# Direction
Reproduce the following material line for line, without changing anything.

(Excerpt from a dataset)
START

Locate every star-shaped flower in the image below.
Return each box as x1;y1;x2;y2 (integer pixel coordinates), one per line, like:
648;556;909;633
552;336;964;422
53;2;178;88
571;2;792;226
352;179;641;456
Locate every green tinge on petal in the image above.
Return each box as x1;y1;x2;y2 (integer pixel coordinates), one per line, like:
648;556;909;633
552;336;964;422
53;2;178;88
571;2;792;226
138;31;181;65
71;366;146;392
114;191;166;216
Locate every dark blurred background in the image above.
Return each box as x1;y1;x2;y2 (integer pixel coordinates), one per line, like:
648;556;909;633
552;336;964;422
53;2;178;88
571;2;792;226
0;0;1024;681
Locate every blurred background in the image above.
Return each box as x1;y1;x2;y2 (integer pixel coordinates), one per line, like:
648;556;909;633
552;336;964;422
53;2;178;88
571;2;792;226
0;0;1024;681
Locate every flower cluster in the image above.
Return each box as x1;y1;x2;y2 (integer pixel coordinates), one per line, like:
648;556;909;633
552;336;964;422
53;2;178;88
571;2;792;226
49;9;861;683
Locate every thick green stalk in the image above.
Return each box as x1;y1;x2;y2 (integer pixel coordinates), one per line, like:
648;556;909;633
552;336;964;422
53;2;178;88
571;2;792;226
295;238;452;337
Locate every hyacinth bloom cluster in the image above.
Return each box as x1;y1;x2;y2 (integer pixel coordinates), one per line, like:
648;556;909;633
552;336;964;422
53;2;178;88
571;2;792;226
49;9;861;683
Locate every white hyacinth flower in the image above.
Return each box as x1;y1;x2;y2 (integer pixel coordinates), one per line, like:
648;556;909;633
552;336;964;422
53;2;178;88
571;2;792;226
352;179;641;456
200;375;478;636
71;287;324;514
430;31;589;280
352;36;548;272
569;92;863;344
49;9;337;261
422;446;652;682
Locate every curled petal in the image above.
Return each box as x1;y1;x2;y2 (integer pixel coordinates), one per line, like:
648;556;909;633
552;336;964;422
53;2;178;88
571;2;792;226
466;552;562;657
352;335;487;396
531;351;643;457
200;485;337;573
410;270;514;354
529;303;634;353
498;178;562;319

END

# Correct output
Locate every star-shaped flower in the image below.
Return each box as x1;y1;x2;y2 (integer pixel coordinates), one per line, like:
648;556;909;633
552;336;964;422
53;2;178;88
571;2;792;226
352;179;641;456
Locate every green tinge on petal in the image above.
Return each box as x1;y1;x2;y2 (integer pixel coordinates), one per line, like:
648;556;909;633
552;336;964;422
53;2;178;88
571;2;792;226
138;31;181;65
71;366;146;392
114;191;166;216
Locate every dark blurred background in the image above.
Return each box as x1;y1;x2;y2 (integer pixel coordinates), one per line, like:
648;556;909;633
552;336;964;422
53;2;178;88
571;2;792;226
0;0;1024;681
Locate every blurred background in the image above.
Return each box as x1;y1;x2;y2 (integer pixel coordinates), one per line, like:
648;556;909;633
552;336;964;422
53;2;178;88
571;2;792;226
0;0;1024;681
Locate every flower cluster in the image above.
Return each box as x1;y1;x2;y2 (integer pixel coordinates), one per line, like:
648;556;909;633
552;336;964;422
53;2;178;88
571;2;792;226
49;9;861;683
Locate every thick green stalk in the image above.
Return each box as x1;y1;x2;y2 (integer pixel coordinates), one per line, like:
648;556;909;633
552;336;964;422
53;2;178;88
571;2;792;226
295;238;452;337
Locate every hyacinth bloom cluster in the image above.
Return each box as x1;y1;x2;y2 (integer pixel coordinates), one per line, like:
648;556;909;633
552;336;964;422
53;2;178;88
571;2;792;226
49;9;861;683
Locate every white hyacinth flower in the image above.
Return each box as x1;y1;x2;y2 (integer pixel coordinates), one per line, like:
648;556;909;633
552;336;964;422
53;2;178;88
571;2;792;226
352;179;641;456
200;375;478;636
71;287;324;514
430;31;589;280
352;36;548;272
569;92;863;344
49;9;337;261
422;446;652;682
Locate every curled petal in the image above.
Return each box as x1;y1;x2;y2 (integer pixel coordinates), one per line, like:
648;556;909;633
552;336;964;422
53;2;178;88
571;2;792;226
466;552;562;657
352;335;487;396
531;351;643;457
200;485;337;573
410;270;514;354
529;303;634;353
498;178;562;319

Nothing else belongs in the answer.